*SHORT TASK:*
Copy out the records word for word, leaving out the pictures.

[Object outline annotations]

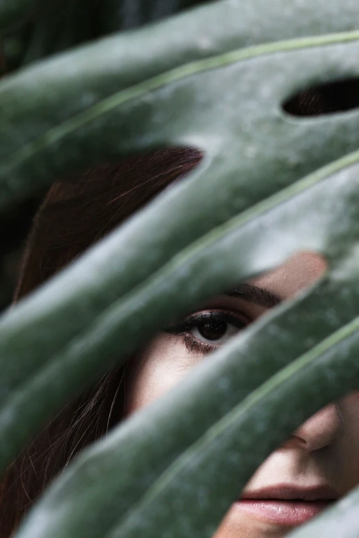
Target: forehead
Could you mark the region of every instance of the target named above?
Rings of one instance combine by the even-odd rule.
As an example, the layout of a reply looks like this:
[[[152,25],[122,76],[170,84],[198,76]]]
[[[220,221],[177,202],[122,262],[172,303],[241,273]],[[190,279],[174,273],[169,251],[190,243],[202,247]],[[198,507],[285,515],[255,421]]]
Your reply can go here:
[[[248,282],[285,299],[313,284],[323,274],[326,268],[325,260],[320,254],[301,251],[276,269]]]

*FINISHED TASK:*
Target: forehead
Could you mark the region of every instance of the target named above?
Rings of one instance combine by the even-odd rule.
As an example, the layout of a reply looks like this:
[[[152,25],[122,76],[170,84],[198,76]]]
[[[220,221],[177,202],[122,262],[172,303],[241,273]],[[190,279],[174,273],[169,251],[190,243],[202,247]],[[198,507],[285,515],[255,421]]]
Your reply can go here:
[[[248,282],[285,299],[313,284],[323,274],[326,268],[325,260],[320,254],[301,251],[276,269]]]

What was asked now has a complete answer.